--- THE EXERCISE ---
Copy every one of the records below word for word, keeping each line in its original order.

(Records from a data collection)
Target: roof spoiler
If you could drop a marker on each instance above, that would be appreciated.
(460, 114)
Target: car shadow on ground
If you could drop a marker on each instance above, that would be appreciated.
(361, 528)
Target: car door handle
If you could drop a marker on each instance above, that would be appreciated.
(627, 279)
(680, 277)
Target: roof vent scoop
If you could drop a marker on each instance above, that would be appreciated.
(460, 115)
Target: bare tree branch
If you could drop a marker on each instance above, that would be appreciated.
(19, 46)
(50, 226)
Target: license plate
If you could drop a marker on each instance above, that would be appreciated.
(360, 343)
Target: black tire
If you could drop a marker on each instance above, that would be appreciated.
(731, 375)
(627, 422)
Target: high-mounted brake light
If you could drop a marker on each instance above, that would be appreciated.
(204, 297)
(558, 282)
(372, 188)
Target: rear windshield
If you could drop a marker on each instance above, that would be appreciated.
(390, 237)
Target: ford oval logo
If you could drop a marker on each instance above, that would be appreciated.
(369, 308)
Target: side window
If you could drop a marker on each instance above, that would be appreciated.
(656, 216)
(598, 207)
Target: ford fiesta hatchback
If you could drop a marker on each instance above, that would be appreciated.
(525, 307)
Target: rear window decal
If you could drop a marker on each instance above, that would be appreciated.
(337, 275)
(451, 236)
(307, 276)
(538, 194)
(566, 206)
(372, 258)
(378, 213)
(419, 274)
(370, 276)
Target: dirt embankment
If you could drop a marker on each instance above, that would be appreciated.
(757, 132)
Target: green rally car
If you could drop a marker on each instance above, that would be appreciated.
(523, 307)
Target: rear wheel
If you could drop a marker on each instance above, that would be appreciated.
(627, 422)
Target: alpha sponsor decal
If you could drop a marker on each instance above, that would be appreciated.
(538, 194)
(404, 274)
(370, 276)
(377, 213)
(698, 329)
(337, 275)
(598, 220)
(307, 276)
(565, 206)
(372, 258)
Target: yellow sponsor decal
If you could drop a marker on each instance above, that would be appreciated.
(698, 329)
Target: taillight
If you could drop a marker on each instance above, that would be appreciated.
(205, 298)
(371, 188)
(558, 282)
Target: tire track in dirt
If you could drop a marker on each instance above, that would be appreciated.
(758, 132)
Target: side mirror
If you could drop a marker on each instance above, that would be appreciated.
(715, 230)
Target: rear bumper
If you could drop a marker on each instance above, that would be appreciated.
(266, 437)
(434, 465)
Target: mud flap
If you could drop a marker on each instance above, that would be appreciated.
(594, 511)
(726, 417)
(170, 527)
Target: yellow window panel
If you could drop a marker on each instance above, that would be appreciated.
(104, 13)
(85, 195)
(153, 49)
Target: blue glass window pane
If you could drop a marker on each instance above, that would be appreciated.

--- RESULT OF THE EXERCISE ---
Target: roof spoiler
If you could drop a marker on each instance above, that would be appreciated.
(460, 114)
Target: car shadow on ground
If you could drop a marker on each instance above, that would be appreciated.
(361, 528)
Target: car door handle
If you could drop a marker on each instance above, that would be appreciated.
(627, 279)
(680, 277)
Target: roof vent scoop
If you could drop a marker on each instance above, that would be appreciated.
(460, 115)
Target: bare tree branch
If you could drop a marker on each instance above, that would be appreciated.
(19, 46)
(50, 226)
Target: license plate
If you could drop a marker on each instance above, that would be appreciated.
(360, 343)
Target: black tire
If you could drop a marker on each instance above, that would be appreciated.
(731, 375)
(627, 422)
Target: high-mounted brake light
If you could drop a marker on each instance above, that would be appreciated.
(204, 297)
(558, 282)
(372, 188)
Target: rear windshield
If you could drop a marker on each instance above, that would be appreciated.
(390, 237)
Target: ford oval logo
If you could drop a marker on each instance above, that would be appreciated.
(369, 308)
Target: side window
If you could drop a marker on each instance above, that would be appreciated.
(656, 216)
(598, 207)
Target: ford fiesta hatchback
If you could drop a marker on each instance above, that would be appreciated.
(525, 307)
Target: rear window decal
If you could drop a marker on each instance above, that would be appreciated.
(337, 275)
(451, 236)
(307, 276)
(538, 194)
(566, 206)
(372, 258)
(378, 213)
(419, 274)
(370, 276)
Target: dirt embankment
If you could drop a marker on each instance above, that would be appreciated.
(757, 132)
Target: green rally car
If you could drop a marker on each instance above, that would be appreciated.
(523, 307)
Target: rear wheel
If you could drop a marker on each instance above, that would be appreciated.
(627, 422)
Target: alpha sponsor decal
If you could drop a marker on each instance above, that would be appreciated.
(538, 194)
(404, 274)
(370, 276)
(377, 213)
(698, 329)
(337, 275)
(598, 220)
(307, 276)
(565, 206)
(372, 258)
Target: yellow sponsor decal
If you could drop a marker on each instance above, that would be appreciated.
(698, 329)
Target: taillight
If you could drop a marker on each instance above, that would be appreciated.
(205, 298)
(371, 188)
(558, 282)
Target: tire track in dirt
If you could drop a marker on each instance above, that would be appreciated.
(758, 132)
Target: side mirror
If you could drop a marker on each instance above, that would be appreciated.
(715, 230)
Target: rear bumper
If you could drop a marker on each instance above, that would be appreciated.
(266, 437)
(434, 465)
Target: mud flap
If you could drop a marker on each instance above, that would be appreciated.
(594, 511)
(726, 417)
(170, 527)
Target: yellow window panel
If you could drop a marker on each instance above, that would be appreciated.
(104, 13)
(85, 195)
(153, 49)
Target: blue glass window pane
If you could drop a marker on each instance above, that would be appreciated.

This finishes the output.